Activities:
[1] Decide whether each statement below agrees with the passage on weight and health, answering yes or no and quoting the words of the passage that settle it. (a) The passage says health is measured by weight. (b) The passage says a person may be at optimal weight and still have some other disease. (c) The passage says the advice to eat more often comes from someone who wants to make money from selling food.
[2] Rewrite the passage on weight and health from "This is where" up to and including "selling you food.", substituting "schemes" for "strategies".
[3] Proceed with the passage on weight and health, starting after its last sentence.

Passage:
_ _ _ _

Imagine if you will that ever increasing weight was the generally accepted sign of health. No matter your age, gender, height or physical condition, you are told that the way to better health tomorrow was to weigh more than you did yesterday.
There was a time when such thinking was considered reasonable; when being overweight was a not only a sign of health but also of wealth.
Did you note the magic in that statement? “Weight is a sign of health.” Not that being heavy means that you are healthy (or unhealthy), but what is proposed is that higher (than lower) weight is correlated with health.
This is where the problems come in. Causation versus correlation. Imagine if you were told that increasing your weight will lead to improving your health so you should engage in strategies to increase your weight. You eat more and more, often on the advice of someone who wants to make money from selling you food.
The reality, as we all know, is that health is not measured by weight and that the relationship is not linear. There are weight zones (underweight or overweight) when you may not be healthy just as there are weight zones (optimal weigh) where you may be healthy. You may also be at optimal weight and have some other disease that makes you unhealthy. But if you were told by “experts” to ignore everything else and that increasing weight was your pathway to health, what would you do? What if you were told by these “experts” that as much eating of fat, sugar and salt was your pathway to weight and health, what would you do?

_ _ _ _

Data records:
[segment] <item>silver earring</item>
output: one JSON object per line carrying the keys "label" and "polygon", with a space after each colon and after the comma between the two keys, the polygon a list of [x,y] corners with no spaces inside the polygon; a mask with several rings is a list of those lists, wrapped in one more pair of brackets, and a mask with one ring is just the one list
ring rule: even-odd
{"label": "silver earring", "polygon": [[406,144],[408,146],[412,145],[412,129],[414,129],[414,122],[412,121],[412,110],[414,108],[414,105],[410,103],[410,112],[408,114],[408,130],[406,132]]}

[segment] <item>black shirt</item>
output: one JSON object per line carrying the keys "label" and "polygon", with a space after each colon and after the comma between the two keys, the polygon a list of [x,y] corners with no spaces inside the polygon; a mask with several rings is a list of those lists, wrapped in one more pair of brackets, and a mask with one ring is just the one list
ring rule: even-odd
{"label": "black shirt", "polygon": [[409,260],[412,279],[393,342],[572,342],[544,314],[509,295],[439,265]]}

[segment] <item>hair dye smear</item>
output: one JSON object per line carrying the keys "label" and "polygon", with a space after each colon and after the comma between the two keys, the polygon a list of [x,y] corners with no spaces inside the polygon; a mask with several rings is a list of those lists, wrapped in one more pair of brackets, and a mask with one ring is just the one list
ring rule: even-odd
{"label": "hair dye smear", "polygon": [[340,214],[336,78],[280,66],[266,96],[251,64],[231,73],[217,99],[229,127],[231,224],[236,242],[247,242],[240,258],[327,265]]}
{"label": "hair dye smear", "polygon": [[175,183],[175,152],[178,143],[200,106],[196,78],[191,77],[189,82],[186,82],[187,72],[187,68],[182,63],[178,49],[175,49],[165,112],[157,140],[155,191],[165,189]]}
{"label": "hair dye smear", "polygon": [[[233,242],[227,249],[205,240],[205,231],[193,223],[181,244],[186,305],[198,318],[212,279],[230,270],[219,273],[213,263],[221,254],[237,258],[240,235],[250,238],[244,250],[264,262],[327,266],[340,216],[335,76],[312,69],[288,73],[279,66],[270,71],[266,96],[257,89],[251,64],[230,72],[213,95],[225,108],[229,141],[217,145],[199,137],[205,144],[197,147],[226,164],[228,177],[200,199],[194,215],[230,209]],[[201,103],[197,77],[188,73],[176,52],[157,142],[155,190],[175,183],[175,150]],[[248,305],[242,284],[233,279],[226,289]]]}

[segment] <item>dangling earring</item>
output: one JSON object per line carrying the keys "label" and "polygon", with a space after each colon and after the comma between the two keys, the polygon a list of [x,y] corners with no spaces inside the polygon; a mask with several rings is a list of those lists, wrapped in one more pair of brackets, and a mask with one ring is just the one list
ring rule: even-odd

_ _ _ _

Responses in order:
[1]
(a) No: "health is not measured by weight"
(b) Yes: "You may also be at optimal weight and have some other disease that makes you unhealthy."
(c) Yes: "often on the advice of someone who wants to make money from selling you food."

[2]
This is where the problems come in. Causation versus correlation. Imagine if you were told that increasing your weight will lead to improving your health so you should engage in schemes to increase your weight. You eat more and more, often on the advice of someone who wants to make money from selling you food.

[3]
Sounds silly to maximise your fat, salt and sugar intake to improve your health doesn’t it? Well, this is how our political masters and econocrats want you to believe this is how best to manage the economy. As long as GDP is increasing, everything is hunky dory.
(Spoiler, if you don’t want to read on, it is government spending that is the fat, sugar and salt in our economic diet).
Imagine now that we define ever increasing spending as a sign of economic health. It is linear. More spending means a healthier economy. Simple.
The problem you see is the GIGO problem – garbage in, garbage out. As long as it is accepted that the one and only measure of economic health is ever increasing GDP, the only thing that will be targeted is increasing GDP – and GDP is measured by spending. If spending is funded by debt, that does not matter. The mix of spending, public versus private, does not matter. If spending is on junk, does not matter. All that matters is that there is more spending today than yesterday and the economy is better.
As most Cat readers know, GDP is equal to the sum of C + I + G + X – M and problems arise when C or or X fall. This is what our learned political masters and econocrats call declining or insufficient aggregate demand. So the only solution, so as to increase GDP is to increase G – government spending. It does not matter that the spending is on rubbish or that it is funded by debt, as long as G covers the decline in the rest sufficiently to increase GDP, then all must be good.
Would you tell your children to forget about their greens and eat up on cake, chips and soft drinks because it will make them heavier and hence healthier? Well why do we accept this nonsense from Canberra?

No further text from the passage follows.